### Task details
Copy the listing from the line "Point out the curb in this photo." through its final line, swapping each "porsche" for "Porsche" and keeping everything else the same.

### Records for the task
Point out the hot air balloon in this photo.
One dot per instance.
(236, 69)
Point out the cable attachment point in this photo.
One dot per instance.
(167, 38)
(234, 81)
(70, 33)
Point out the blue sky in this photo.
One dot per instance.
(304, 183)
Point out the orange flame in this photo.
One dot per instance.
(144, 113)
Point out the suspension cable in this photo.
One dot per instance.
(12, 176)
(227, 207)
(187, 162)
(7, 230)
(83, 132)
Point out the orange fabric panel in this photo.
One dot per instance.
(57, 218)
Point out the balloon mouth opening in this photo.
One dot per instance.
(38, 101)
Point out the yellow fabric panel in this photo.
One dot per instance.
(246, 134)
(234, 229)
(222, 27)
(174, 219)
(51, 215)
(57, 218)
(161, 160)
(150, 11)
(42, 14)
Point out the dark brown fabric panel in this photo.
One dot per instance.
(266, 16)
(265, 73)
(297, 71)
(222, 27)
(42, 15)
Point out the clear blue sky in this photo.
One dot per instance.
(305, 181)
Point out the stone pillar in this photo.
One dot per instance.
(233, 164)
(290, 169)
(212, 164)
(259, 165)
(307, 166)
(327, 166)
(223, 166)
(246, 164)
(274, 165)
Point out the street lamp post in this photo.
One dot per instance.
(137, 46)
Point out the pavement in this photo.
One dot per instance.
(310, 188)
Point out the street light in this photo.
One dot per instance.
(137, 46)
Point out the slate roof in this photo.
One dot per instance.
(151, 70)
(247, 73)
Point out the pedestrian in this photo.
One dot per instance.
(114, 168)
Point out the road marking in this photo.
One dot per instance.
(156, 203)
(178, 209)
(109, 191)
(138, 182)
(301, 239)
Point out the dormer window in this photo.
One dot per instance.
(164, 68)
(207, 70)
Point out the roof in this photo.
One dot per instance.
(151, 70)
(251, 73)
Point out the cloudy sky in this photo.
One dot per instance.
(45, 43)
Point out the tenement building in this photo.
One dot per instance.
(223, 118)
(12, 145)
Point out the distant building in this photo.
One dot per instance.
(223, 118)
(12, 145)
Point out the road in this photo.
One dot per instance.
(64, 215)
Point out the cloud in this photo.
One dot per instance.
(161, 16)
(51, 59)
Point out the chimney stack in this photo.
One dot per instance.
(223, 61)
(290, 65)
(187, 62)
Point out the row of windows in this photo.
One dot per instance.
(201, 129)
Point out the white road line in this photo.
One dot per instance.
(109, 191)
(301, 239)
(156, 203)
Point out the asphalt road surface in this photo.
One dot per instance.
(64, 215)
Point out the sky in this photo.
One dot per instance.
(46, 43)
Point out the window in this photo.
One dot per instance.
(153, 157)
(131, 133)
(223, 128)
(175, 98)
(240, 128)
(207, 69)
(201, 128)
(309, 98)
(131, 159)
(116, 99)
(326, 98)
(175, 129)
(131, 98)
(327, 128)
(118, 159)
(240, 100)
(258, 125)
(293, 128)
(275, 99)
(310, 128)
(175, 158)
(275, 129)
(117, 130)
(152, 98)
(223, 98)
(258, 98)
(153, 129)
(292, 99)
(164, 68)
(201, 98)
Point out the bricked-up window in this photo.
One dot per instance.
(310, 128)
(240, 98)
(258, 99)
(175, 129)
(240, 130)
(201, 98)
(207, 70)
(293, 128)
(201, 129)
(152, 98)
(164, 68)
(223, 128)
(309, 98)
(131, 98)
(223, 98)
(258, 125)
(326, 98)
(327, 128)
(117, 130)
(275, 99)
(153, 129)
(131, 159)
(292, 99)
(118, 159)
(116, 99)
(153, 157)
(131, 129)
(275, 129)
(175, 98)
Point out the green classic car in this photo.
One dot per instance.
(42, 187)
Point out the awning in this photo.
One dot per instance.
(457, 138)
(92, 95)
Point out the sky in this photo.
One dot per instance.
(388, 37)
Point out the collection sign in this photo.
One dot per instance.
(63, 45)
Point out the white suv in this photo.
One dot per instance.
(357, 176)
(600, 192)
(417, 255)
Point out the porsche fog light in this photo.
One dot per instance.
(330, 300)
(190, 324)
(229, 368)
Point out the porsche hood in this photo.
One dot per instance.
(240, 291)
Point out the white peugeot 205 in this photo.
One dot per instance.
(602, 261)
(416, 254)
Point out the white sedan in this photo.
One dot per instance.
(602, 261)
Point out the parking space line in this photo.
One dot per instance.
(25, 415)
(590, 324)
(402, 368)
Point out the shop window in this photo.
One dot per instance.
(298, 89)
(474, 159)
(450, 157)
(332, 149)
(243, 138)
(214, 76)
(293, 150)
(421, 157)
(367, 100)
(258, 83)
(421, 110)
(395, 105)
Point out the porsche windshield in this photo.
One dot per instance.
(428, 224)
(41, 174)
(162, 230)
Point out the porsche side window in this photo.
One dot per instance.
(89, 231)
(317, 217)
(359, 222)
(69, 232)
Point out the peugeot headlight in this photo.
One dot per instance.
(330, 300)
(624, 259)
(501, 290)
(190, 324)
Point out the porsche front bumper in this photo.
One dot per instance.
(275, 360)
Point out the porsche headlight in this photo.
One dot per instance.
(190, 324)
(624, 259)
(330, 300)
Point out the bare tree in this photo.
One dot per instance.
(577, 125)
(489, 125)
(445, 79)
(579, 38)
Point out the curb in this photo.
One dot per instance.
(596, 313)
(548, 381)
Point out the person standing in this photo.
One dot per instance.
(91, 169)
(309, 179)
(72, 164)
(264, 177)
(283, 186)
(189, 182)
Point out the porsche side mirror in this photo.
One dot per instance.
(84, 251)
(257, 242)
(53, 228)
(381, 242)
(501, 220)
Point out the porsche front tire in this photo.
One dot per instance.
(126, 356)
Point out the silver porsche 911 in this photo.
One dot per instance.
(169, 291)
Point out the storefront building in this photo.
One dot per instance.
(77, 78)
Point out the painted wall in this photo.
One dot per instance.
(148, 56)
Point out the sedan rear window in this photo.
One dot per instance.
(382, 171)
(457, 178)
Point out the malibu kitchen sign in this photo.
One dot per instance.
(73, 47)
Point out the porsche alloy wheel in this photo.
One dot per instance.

### Solution below
Point out the curb in this photo.
One dot per instance.
(596, 313)
(548, 381)
Point out the person standing in this photo.
One dot per instance.
(91, 169)
(309, 179)
(72, 164)
(264, 177)
(283, 186)
(189, 182)
Point out the Porsche side mirror in this photo.
One dot per instance.
(84, 251)
(257, 242)
(53, 228)
(381, 242)
(501, 220)
Point out the Porsche front tire in this photo.
One dot per instance.
(126, 356)
Point out the silver Porsche 911 in this photo.
One dot per instance.
(169, 291)
Point out the storefront building in this photo.
One dot per instance.
(77, 78)
Point out the painted wall in this photo.
One dot per instance.
(148, 56)
Point out the sedan rear window in this photo.
One dot per instance.
(382, 171)
(457, 178)
Point out the malibu kitchen sign in this photo.
One dot per instance.
(73, 47)
Point out the Porsche alloy wheel in this photo.
One dot per instance.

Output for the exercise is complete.